Find the lines of data that contain the string "below", then list them.

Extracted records
○ ○ ○ ○ ○
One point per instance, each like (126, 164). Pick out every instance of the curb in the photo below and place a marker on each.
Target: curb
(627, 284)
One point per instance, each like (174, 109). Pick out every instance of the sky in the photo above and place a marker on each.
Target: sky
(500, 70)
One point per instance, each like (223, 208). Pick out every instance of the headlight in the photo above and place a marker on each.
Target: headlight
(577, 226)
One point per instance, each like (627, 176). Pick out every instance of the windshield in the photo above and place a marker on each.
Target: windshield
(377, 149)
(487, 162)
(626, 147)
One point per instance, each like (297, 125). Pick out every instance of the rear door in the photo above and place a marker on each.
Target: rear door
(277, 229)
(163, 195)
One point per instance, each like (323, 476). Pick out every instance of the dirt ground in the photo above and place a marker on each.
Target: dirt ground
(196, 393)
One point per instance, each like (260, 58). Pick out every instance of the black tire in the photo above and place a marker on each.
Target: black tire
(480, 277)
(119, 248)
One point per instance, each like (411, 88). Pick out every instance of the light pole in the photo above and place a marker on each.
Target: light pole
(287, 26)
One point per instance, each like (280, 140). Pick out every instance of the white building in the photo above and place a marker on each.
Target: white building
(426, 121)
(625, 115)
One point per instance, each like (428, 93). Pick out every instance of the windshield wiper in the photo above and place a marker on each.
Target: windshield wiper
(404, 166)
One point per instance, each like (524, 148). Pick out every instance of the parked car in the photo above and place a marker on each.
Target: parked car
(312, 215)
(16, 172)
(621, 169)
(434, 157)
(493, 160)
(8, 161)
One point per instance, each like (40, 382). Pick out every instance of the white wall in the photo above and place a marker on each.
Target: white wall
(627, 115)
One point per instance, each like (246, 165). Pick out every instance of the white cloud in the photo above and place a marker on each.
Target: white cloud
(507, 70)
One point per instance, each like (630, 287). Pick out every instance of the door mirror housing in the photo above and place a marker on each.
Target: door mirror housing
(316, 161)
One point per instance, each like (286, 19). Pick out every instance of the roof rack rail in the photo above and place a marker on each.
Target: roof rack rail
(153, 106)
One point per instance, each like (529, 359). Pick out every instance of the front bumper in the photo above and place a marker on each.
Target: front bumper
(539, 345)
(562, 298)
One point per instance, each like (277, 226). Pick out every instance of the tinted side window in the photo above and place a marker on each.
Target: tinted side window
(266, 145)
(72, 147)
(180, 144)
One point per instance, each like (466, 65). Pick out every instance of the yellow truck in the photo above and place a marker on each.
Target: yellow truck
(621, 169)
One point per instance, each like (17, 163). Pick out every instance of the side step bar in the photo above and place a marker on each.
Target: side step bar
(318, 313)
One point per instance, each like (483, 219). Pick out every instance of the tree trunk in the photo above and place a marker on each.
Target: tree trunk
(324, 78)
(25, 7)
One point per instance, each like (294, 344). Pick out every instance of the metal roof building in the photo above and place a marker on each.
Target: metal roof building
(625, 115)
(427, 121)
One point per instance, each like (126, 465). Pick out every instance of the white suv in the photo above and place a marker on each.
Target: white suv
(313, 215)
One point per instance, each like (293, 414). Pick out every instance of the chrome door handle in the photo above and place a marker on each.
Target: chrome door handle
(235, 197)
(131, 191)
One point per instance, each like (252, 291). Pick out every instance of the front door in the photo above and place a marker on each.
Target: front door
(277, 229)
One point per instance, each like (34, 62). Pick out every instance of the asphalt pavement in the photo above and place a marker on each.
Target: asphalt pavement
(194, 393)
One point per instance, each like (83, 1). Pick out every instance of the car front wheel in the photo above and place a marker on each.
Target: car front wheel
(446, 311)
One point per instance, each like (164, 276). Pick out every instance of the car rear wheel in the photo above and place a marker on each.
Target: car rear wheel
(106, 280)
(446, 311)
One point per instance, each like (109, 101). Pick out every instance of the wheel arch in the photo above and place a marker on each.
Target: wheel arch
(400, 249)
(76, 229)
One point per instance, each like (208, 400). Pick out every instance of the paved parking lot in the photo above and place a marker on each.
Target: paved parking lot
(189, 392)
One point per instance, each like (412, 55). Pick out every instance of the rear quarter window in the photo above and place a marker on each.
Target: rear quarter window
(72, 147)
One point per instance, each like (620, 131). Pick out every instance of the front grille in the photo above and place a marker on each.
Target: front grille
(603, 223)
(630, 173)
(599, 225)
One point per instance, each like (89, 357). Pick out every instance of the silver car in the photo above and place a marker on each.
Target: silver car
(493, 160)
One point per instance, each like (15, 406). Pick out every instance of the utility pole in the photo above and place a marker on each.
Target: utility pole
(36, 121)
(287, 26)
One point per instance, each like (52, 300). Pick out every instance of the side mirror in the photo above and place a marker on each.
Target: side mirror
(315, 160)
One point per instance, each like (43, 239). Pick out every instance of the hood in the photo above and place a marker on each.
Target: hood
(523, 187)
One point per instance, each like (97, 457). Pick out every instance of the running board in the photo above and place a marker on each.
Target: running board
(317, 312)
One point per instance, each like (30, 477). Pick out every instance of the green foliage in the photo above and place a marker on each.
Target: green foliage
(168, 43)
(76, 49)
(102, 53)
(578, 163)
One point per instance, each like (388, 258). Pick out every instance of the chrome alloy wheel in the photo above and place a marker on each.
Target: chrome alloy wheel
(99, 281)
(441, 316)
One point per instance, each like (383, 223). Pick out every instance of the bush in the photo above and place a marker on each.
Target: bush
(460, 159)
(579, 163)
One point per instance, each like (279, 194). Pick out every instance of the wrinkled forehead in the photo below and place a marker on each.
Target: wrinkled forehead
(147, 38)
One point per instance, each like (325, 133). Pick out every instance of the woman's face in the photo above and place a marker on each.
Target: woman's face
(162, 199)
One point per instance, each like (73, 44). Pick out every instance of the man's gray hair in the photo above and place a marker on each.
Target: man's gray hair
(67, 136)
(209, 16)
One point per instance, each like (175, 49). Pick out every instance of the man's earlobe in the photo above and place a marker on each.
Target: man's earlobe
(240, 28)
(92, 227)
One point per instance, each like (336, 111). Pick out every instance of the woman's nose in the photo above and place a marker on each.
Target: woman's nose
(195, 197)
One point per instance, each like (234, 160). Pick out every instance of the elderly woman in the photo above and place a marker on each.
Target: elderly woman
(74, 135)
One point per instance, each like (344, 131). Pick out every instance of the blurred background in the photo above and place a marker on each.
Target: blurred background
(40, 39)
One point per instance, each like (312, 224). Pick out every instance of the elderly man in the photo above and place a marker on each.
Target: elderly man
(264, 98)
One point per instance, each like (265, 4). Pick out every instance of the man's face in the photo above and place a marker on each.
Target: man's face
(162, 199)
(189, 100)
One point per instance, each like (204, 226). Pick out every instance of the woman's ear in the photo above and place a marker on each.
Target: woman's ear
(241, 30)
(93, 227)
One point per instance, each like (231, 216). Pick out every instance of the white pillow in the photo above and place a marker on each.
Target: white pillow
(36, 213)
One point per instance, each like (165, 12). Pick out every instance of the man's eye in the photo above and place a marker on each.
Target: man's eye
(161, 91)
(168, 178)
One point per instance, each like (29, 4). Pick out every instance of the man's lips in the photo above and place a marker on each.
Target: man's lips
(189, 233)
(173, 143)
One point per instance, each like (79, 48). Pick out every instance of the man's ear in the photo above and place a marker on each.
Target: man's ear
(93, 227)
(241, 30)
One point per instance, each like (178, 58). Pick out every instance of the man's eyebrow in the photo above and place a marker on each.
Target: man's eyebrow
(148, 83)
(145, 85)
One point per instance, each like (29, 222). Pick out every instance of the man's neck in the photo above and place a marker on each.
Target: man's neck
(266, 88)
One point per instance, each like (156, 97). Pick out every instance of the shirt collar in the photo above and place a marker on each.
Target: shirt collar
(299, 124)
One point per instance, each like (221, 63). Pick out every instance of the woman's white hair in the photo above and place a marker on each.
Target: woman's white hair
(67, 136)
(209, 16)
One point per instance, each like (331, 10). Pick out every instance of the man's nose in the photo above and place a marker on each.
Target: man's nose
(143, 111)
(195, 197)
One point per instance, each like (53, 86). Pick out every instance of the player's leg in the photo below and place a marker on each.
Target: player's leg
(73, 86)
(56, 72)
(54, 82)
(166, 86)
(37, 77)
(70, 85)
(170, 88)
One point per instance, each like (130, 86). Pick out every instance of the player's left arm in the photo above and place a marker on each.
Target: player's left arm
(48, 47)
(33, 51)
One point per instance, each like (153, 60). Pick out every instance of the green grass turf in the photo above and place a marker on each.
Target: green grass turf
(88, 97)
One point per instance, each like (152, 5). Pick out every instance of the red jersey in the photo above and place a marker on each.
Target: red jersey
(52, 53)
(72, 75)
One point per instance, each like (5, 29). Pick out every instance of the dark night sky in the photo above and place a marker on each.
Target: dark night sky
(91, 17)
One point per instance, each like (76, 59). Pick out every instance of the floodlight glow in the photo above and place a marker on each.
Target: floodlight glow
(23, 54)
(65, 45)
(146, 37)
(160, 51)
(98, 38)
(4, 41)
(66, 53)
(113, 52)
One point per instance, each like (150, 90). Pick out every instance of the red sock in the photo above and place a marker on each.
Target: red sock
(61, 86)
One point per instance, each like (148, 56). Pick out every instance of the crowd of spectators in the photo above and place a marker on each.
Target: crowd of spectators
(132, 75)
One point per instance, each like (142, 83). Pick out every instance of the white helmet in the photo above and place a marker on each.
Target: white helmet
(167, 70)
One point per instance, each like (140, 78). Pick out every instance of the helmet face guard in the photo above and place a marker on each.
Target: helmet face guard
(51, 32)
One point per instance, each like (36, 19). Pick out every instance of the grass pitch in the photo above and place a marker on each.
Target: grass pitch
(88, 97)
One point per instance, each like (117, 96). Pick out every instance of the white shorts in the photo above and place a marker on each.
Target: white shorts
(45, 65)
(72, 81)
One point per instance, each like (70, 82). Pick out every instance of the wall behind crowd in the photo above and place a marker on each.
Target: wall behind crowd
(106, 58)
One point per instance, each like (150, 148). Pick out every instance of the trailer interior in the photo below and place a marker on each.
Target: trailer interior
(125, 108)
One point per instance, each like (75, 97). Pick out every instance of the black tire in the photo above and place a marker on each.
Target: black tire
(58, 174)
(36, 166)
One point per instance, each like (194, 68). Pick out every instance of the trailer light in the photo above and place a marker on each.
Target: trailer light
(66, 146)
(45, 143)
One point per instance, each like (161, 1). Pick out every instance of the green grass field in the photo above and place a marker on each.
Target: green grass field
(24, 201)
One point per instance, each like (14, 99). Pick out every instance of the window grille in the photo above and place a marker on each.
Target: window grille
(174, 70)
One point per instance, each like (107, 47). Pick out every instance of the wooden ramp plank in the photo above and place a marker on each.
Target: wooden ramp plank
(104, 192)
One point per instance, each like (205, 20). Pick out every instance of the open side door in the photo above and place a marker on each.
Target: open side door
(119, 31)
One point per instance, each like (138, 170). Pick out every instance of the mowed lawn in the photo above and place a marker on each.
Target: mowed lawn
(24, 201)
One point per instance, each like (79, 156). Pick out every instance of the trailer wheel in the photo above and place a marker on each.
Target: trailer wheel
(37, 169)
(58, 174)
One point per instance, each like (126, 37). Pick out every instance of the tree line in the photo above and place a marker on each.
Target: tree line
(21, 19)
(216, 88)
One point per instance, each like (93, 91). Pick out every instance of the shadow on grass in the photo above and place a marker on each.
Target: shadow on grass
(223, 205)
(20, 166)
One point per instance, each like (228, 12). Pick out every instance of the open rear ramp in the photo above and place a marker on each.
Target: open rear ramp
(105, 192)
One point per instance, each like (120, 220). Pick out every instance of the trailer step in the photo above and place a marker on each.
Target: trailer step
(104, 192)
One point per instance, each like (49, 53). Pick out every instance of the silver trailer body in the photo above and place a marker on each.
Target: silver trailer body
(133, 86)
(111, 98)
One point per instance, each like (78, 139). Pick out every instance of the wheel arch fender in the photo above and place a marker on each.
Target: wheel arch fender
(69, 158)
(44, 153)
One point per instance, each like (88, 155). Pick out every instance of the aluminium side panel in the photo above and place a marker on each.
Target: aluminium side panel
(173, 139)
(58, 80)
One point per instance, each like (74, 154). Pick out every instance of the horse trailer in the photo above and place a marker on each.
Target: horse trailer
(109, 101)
○ ○ ○ ○ ○
[RESULT FOR THIS EXERCISE]
One point per instance, each like (126, 164). Pick out every instance of the curb in the photo below and place a marker on each.
One point per instance, each like (279, 194). Pick out every instance of the wrinkled forehead in the photo below and place a marker on each.
One point per instance, each like (53, 86). Pick out every instance of the player's leg in the photo below and place a marker on each.
One point per instance, each like (150, 148). Pick out every instance of the trailer interior in the photo below and place a marker on each.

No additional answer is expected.